*GIVEN RECORDS*:
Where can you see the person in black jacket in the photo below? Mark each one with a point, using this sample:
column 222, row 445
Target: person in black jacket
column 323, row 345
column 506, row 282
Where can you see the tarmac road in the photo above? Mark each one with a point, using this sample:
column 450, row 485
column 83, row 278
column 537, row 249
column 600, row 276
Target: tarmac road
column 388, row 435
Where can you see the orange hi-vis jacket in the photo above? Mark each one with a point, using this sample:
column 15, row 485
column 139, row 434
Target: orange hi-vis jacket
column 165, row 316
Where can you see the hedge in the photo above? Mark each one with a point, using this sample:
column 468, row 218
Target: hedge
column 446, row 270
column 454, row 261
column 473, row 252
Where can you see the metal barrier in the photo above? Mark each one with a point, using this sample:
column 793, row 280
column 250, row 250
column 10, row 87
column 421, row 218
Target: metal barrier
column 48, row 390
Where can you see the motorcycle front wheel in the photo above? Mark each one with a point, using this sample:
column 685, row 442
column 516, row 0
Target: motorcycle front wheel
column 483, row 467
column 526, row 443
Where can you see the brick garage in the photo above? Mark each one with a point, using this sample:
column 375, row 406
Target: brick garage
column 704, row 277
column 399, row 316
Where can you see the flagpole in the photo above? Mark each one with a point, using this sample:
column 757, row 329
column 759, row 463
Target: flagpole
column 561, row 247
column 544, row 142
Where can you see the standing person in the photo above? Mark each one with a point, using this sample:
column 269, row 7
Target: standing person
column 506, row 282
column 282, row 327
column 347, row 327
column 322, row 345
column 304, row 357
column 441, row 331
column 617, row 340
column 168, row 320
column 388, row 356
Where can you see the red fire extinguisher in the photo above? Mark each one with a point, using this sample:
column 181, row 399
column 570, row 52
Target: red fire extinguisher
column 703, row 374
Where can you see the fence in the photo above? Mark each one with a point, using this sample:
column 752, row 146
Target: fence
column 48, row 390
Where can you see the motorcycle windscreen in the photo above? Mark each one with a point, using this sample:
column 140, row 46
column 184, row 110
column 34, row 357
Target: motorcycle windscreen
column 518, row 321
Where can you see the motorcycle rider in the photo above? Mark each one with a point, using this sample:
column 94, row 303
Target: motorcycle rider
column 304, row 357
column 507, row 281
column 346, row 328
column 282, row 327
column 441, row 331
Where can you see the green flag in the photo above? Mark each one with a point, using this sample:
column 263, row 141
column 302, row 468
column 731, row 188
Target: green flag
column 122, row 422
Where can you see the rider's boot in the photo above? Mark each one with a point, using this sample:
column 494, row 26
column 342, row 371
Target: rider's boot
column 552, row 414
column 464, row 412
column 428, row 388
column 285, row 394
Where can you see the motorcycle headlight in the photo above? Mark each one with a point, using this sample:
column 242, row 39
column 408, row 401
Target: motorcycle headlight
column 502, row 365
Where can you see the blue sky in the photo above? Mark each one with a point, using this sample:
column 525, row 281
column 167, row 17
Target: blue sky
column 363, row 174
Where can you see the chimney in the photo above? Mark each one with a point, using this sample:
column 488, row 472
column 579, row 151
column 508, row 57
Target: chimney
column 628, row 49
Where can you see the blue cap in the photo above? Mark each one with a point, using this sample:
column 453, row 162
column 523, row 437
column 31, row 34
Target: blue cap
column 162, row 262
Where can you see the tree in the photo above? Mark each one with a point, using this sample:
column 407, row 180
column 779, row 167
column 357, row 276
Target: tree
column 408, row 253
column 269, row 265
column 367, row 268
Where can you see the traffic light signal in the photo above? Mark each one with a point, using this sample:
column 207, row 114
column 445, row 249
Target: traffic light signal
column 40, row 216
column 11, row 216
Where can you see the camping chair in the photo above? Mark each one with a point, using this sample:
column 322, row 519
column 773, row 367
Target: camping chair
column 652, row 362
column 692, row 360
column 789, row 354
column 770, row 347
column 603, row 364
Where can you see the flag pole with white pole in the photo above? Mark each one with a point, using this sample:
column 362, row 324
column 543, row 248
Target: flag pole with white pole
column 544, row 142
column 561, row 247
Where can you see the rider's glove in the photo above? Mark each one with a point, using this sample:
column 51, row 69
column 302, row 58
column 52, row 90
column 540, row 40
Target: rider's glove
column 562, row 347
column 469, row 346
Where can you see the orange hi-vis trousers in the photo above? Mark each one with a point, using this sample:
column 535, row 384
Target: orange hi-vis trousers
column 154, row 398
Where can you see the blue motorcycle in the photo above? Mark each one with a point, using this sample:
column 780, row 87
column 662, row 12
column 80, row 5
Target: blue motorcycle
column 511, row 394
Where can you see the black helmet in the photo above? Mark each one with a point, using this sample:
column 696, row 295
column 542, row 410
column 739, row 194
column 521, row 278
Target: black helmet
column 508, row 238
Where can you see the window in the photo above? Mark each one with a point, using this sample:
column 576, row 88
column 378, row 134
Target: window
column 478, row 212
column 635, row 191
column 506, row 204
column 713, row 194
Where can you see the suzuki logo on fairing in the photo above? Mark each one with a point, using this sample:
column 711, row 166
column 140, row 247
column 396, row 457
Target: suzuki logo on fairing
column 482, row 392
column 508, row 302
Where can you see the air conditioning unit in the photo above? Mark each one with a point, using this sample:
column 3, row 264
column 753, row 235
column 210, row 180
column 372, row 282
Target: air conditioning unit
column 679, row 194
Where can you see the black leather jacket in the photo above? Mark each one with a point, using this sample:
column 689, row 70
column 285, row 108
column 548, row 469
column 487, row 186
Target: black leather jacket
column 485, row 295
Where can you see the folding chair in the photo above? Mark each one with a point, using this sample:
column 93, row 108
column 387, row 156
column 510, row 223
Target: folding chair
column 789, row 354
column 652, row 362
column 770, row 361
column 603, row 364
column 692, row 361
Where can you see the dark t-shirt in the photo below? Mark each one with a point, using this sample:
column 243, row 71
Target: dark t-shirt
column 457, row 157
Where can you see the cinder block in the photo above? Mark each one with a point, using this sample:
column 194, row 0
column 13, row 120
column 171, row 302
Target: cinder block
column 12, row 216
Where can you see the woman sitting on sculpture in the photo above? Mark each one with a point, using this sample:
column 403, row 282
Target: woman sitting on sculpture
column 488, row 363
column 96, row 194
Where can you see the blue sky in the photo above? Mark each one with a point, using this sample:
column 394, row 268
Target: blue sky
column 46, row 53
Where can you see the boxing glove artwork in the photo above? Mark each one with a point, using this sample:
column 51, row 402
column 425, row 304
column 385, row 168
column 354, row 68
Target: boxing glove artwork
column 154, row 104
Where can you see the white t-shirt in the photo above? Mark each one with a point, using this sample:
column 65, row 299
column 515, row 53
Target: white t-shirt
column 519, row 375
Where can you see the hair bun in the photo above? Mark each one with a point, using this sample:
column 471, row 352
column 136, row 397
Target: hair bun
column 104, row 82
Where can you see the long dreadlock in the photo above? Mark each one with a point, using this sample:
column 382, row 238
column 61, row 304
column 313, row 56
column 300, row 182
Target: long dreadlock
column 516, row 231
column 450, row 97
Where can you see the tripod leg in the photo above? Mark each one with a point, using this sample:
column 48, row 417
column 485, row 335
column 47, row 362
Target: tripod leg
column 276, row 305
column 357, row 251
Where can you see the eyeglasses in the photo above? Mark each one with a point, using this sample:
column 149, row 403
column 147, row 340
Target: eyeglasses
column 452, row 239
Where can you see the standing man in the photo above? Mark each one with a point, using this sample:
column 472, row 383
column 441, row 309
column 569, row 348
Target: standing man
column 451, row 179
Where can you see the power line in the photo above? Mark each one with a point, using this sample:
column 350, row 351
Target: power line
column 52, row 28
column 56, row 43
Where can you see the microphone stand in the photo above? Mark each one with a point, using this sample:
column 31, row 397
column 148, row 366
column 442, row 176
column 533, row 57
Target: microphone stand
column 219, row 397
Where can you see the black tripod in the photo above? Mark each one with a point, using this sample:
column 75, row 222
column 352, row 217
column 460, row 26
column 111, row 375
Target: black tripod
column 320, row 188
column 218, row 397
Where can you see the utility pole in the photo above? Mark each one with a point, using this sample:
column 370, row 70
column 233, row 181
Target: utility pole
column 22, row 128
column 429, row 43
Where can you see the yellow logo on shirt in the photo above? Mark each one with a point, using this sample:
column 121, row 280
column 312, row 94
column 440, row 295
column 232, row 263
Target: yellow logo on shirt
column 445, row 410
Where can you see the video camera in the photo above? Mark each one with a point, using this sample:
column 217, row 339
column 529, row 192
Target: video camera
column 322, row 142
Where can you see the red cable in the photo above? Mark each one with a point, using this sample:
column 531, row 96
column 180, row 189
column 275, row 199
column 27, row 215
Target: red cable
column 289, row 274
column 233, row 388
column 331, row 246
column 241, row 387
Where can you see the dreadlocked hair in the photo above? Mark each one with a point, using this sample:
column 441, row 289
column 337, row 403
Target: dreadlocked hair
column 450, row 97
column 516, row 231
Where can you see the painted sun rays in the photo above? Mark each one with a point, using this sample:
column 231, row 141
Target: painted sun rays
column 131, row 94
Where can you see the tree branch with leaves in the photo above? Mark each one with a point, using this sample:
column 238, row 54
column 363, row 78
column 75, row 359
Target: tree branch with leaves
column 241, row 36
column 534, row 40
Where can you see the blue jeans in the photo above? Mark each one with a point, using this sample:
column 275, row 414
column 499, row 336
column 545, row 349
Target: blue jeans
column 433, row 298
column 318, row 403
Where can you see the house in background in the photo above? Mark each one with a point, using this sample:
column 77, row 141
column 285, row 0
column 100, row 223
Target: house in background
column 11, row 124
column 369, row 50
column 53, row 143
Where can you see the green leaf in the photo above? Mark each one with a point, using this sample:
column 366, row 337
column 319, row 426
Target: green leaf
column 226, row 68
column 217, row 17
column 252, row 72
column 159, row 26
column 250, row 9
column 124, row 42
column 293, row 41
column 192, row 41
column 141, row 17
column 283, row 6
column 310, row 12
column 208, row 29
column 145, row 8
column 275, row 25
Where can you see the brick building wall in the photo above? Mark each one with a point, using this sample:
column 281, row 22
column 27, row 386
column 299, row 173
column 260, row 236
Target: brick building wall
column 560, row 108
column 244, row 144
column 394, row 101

*OBJECTIVE*: Could you give the stretch of data from the start through the line containing "column 388, row 356" again, swapping "Target" for "Label" and leaving everything else as it is?

*EXPECTED ANSWER*:
Where can you see the person in black jacket in the photo below? Mark each one with a point, using this sample:
column 222, row 445
Label: person in black jacket
column 323, row 345
column 506, row 282
Where can you see the tarmac road in the photo above? Mark each one with a point, using this sample:
column 450, row 485
column 83, row 278
column 537, row 249
column 600, row 276
Label: tarmac road
column 388, row 435
Where can you see the orange hi-vis jacket in the photo above? Mark each one with a point, using this sample:
column 15, row 485
column 139, row 434
Label: orange hi-vis jacket
column 165, row 316
Where can you see the hedge in the photo above? Mark each one with a point, using this sample:
column 468, row 218
Label: hedge
column 446, row 270
column 454, row 261
column 473, row 252
Where can you see the metal barrier in the photo above? Mark each one with a point, using this sample:
column 793, row 280
column 250, row 250
column 10, row 87
column 421, row 218
Label: metal barrier
column 48, row 390
Where can you see the motorcycle front wheel in the photo above? Mark each one with a point, using this sample:
column 685, row 442
column 516, row 0
Label: motorcycle front wheel
column 483, row 467
column 526, row 443
Where can you see the brick garage in the photo above? Mark each one with a point, using this sample:
column 375, row 406
Label: brick garage
column 704, row 277
column 399, row 316
Where can you see the flagpole in the photo above? Mark each one with a point, using this sample:
column 757, row 329
column 759, row 463
Label: flagpole
column 561, row 247
column 544, row 142
Where can you see the standing person in the photo above? Mark each one with a point, using this sample:
column 269, row 7
Label: standing person
column 506, row 282
column 282, row 327
column 347, row 327
column 322, row 345
column 304, row 357
column 441, row 331
column 617, row 340
column 168, row 320
column 388, row 356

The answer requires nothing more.